## Assignment:
The entries below should be written out again exactly as they stand.

Dataset excerpts
_ _ _
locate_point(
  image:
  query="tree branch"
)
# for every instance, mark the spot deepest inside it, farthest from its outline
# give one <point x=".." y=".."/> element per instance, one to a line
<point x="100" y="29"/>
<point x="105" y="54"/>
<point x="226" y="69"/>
_ _ _
## Output below:
locate_point(
  image:
  query="tree branch"
)
# for every instance, mark the spot deepest inside it, farthest from its outline
# give one <point x=".." y=".."/> element per instance, one to a line
<point x="100" y="29"/>
<point x="105" y="54"/>
<point x="226" y="69"/>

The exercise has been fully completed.